**** PAGE TEXT
Brady wanted a two-year guaranteed deal, which the Patriots weren’t willing to offer him. They put up a 1-year, $30M offer on the table, but he left it to sign a two-year, $50 million contract with the Tampa Bay Bucs, putting an end to what looked from the outside to be a tumultuous final few years of his partnership with Bill Belichick and Robert Kraft.

Fast forward to today and both the QB and the coach are in very different places that nobody could have seen coming — Brady is a minority owner of the Raiders and the top analyst on Fox’s NFL broadcasts, while Belichick is coaching in college at North Carolina.

Back then, Brady leaving the Patriots, the team he’d won six Super Bowls with, was a huge deal. Even NBA people, who are far more used to top players moving around, were shocked by it. That included Shaquille O’Neal, and he said at the time that the Patriots never should have let Brady go.

“Some guys are lifers,” Shaq said on an episode of NBA on TNT Tuesday“D-Wade’s a lifer, Kobe [Bryant] was a lifer, Tom Brady shoulda been a lifer.”

Shaq has always been a pretty self-aware guy, and he used his own career to explain why Brady was different. “I would think they would have shown him a little more respect, that’s what I think. A guy like me? I’ma get traded five times ’cause I’m crazy, that’s just how it is. But a lifer like Tom Brady, I was kinda disappointed in how that went down.”

No one expected a 6x Super Bowl champ to be disrespected that way, and to not get his due in his final years. However, it all worked out well for Tom Brady, who went on to win #7.

Tom Brady ended up getting the last laugh on the Patriots

New England only offered Brady a one-year deal worth $30 million, perhaps due to the fact that he was already in his early 40s and players have traditionally fallen off badly once they reach that age. The Bucs showed no such fear, and they reaped the benefits of landing the best quarterback of all-time when they went on to win Super Bowl LV 31-9 over the Kansas City Chiefs.
********
**** EXTRACTED RECORDS
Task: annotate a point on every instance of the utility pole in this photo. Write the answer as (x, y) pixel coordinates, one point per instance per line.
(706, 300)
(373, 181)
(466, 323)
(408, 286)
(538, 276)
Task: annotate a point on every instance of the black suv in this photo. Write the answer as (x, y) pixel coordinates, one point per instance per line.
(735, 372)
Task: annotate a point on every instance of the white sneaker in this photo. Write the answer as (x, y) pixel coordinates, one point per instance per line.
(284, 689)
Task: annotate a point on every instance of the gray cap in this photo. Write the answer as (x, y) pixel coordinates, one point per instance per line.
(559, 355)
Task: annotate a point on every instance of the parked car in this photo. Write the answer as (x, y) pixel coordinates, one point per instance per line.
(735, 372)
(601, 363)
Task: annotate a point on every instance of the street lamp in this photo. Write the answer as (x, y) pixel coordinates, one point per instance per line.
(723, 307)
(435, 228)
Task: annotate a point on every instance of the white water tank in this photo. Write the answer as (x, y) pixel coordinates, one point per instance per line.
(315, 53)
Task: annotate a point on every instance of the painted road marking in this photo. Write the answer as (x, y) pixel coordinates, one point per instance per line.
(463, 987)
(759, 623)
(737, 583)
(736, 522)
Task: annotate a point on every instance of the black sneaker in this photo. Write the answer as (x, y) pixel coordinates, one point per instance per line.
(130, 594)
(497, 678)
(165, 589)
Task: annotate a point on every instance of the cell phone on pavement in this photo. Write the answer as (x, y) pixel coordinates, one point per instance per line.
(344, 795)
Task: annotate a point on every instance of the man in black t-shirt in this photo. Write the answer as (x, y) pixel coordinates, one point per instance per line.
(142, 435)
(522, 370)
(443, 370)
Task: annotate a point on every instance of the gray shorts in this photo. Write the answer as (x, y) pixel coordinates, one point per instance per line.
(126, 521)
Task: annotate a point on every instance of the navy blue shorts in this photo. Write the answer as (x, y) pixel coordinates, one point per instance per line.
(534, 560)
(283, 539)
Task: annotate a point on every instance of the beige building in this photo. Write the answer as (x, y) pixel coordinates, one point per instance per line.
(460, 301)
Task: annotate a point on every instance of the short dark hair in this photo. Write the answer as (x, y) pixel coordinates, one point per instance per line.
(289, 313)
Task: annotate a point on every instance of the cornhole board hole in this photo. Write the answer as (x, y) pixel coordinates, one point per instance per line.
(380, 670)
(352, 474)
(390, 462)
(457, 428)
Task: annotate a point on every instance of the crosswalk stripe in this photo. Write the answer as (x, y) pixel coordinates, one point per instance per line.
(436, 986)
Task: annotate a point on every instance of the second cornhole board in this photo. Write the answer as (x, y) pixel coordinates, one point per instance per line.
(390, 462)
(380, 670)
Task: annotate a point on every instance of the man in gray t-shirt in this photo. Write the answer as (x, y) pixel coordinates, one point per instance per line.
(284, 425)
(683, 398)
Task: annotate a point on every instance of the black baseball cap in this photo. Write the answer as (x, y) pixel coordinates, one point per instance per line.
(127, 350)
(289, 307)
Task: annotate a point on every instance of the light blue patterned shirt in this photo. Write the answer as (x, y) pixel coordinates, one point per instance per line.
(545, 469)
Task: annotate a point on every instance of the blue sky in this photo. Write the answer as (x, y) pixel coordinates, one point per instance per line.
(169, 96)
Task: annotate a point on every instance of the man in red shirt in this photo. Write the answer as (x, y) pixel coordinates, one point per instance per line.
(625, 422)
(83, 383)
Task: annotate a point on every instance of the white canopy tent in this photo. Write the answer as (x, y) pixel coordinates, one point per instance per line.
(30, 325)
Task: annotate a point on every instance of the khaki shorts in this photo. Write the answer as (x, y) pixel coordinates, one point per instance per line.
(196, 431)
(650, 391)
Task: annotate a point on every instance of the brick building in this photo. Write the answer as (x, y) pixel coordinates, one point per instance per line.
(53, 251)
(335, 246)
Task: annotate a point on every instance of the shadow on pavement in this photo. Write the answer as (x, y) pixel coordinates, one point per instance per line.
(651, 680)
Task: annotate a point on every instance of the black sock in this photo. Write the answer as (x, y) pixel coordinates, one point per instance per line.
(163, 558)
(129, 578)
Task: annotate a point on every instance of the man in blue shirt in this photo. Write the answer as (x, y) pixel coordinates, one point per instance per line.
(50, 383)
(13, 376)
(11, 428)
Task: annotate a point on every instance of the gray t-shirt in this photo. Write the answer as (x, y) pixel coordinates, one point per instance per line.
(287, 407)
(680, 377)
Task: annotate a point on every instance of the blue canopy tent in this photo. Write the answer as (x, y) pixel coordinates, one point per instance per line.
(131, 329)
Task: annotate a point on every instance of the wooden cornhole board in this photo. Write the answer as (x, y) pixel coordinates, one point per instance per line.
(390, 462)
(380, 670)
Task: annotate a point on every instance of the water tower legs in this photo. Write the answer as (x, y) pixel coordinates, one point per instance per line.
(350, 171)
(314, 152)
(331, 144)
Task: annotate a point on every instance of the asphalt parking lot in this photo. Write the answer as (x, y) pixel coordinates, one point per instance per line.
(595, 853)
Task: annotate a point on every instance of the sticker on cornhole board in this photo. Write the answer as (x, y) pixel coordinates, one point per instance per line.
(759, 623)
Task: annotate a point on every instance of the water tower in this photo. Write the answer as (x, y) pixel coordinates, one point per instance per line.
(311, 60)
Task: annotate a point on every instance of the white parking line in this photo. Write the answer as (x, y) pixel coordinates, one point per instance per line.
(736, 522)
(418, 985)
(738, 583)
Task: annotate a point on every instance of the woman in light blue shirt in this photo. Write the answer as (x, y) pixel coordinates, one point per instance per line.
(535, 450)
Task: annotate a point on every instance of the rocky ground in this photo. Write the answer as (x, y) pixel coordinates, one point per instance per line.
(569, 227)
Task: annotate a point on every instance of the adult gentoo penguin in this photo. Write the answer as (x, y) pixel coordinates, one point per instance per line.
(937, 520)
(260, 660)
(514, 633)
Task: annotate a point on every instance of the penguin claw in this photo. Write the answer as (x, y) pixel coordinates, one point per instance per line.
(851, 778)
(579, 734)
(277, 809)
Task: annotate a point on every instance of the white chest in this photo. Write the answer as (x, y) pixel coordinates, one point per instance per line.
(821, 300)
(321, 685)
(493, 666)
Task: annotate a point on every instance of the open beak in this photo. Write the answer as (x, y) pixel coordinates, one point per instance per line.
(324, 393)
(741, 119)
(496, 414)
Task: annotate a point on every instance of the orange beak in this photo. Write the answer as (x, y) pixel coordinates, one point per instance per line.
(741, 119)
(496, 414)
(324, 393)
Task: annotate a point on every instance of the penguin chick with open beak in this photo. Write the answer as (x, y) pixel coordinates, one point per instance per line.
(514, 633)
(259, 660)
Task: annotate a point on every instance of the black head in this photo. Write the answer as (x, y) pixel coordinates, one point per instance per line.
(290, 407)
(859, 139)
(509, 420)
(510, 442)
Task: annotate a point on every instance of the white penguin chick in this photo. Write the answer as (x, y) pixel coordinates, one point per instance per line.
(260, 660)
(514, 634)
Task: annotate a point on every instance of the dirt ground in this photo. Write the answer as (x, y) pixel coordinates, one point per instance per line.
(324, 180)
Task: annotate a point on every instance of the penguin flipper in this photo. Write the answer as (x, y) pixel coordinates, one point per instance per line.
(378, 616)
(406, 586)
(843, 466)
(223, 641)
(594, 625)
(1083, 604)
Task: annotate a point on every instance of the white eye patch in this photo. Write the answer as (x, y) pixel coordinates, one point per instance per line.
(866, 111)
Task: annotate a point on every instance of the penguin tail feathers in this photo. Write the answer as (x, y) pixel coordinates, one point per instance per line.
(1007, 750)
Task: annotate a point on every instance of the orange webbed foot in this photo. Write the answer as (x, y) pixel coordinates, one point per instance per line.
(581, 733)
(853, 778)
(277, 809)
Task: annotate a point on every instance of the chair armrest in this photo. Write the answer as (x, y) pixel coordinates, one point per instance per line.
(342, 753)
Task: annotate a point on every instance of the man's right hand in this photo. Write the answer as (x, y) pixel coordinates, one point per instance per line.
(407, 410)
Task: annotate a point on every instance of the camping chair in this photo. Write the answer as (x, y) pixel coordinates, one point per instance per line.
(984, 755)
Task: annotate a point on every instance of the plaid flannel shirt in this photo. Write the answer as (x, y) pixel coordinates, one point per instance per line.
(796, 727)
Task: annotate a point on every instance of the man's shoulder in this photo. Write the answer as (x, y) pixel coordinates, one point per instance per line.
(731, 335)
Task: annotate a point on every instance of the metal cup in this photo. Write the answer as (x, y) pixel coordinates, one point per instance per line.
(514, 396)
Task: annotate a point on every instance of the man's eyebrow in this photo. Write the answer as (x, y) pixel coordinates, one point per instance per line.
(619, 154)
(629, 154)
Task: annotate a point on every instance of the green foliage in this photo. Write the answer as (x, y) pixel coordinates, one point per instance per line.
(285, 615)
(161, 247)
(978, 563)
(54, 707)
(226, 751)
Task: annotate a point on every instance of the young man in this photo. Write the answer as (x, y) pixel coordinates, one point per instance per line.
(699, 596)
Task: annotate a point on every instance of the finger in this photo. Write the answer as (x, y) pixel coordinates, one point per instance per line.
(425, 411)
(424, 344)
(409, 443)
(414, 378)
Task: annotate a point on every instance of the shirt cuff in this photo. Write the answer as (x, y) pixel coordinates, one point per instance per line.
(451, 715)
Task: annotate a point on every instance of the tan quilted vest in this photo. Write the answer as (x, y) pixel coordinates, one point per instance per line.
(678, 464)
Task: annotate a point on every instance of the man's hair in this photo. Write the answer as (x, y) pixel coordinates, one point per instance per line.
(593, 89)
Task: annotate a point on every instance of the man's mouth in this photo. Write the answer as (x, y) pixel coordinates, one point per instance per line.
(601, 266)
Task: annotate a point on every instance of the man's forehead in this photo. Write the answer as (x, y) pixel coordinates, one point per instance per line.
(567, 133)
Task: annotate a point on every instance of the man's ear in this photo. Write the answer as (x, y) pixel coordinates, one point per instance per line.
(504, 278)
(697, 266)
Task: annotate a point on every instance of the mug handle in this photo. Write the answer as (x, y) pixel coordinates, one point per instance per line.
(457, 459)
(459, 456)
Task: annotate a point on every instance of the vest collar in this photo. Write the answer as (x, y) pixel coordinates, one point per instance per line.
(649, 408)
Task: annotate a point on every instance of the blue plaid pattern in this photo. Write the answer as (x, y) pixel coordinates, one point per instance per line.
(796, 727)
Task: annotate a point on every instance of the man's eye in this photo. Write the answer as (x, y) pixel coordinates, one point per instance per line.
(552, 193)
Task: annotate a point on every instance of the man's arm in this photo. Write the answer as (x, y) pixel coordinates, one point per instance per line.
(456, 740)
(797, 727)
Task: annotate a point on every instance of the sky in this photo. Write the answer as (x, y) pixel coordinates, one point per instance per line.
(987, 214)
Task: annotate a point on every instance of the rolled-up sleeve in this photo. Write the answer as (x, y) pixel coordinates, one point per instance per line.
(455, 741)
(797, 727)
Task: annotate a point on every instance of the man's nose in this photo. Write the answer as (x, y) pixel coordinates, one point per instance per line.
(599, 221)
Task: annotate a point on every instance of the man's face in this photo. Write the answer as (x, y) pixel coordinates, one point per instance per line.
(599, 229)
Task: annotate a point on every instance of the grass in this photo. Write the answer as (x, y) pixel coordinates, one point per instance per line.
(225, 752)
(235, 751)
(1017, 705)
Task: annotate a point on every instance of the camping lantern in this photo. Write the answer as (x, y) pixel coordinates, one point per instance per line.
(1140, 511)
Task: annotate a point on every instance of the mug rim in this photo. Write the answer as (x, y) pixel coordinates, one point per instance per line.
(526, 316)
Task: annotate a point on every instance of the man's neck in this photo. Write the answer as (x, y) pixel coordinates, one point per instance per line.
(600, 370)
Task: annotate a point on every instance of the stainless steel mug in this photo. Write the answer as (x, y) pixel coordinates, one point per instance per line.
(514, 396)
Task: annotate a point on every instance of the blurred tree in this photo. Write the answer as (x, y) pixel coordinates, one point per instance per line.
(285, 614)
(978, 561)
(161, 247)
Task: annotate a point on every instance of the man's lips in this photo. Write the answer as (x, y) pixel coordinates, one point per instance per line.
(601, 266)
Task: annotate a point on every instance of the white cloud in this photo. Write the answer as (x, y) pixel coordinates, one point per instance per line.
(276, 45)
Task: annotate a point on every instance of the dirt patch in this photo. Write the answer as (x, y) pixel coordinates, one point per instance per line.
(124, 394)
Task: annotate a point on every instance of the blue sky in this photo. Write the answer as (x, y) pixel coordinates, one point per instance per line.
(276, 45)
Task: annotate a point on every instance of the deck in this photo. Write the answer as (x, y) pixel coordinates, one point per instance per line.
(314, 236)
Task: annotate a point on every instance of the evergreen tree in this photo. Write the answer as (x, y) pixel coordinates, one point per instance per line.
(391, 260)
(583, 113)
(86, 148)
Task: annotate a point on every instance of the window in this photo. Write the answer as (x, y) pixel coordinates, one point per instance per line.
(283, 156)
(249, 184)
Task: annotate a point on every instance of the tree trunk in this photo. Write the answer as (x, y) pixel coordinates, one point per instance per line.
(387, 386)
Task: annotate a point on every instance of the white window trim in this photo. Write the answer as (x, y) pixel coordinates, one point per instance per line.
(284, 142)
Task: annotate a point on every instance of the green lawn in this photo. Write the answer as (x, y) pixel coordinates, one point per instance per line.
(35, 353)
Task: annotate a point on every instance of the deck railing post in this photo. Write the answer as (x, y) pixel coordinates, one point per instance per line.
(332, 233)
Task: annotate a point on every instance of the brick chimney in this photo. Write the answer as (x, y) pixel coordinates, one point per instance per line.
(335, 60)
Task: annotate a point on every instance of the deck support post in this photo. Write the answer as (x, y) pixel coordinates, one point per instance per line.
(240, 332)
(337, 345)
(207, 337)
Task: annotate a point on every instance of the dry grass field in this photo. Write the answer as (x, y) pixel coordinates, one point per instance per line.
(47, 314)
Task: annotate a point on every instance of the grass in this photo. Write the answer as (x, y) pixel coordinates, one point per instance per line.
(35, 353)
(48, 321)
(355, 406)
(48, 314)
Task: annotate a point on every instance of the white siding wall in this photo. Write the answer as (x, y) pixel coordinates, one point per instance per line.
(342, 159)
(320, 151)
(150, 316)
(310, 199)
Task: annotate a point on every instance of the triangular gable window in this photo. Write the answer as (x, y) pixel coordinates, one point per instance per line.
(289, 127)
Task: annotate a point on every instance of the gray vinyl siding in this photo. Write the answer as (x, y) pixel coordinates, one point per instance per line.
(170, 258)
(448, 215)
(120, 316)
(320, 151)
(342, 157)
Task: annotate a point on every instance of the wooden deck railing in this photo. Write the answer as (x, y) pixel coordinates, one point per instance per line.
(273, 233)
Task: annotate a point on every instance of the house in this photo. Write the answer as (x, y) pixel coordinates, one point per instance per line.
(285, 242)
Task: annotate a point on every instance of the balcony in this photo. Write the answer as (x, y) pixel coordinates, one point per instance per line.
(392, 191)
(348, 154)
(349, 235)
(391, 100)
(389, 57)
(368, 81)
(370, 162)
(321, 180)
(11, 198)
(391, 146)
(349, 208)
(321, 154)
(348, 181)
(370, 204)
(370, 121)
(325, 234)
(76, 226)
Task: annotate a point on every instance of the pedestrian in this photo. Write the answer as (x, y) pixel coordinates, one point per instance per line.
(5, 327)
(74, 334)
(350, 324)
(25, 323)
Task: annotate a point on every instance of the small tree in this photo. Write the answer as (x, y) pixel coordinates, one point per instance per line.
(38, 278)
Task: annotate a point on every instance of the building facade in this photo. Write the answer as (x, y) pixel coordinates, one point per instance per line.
********
*AIM 1:* In the article on Tom Brady leaving the Patriots, what was the final score of Super Bowl LV?
*AIM 2:* List every player Shaquille O'Neal calls a lifer in the article on Tom Brady leaving the Patriots.
*AIM 3:* Carry on the article on Tom Brady leaving the Patriots, starting after its final sentence about Super Bowl LV.
The items are separate material from the article on Tom Brady leaving the Patriots.

*FINAL RESULT 1:* 31-9, over the Kansas City Chiefs.

*FINAL RESULT 2:* D-Wade, Kobe Bryant, Tom Brady

*FINAL RESULT 3:*
Candace Parker chimed in after Shaq to say that Kobe Bryant was the only athlete she could think of that had been paid not for what he could do for a franchise, but for what he already had done. Kobe signed his final two-year, $48.5 million contract with the Lakers when the team was no longer a championship contender, and he was not the same player he once was.

The Lakers gave Kobe that final contract not because it was necessarily the most financially sensible move, but to reward someone who had meant so much to the franchise. “The last two or three years that he played, they paid him and gave him bank because he deserved it,” she said.

Dwyane Wade further explained the difficult position the Patriots were in. “One of the toughest things for both the athlete and the organization is the aging superstar. When you got somebody who’s been so great, for not only the team but also the community. One of the toughest things is what you do when that aging superstar doesn’t move on and you’re kind of ready to get to that next phase.”

The Patriots surely wish now that they had believed more in Brady despite his age. Their handling of the situation was understandable given the context of how older athletes had finished their careers before, but as he did throughout his time in the league, Tom Brady proved that he’s a one of one.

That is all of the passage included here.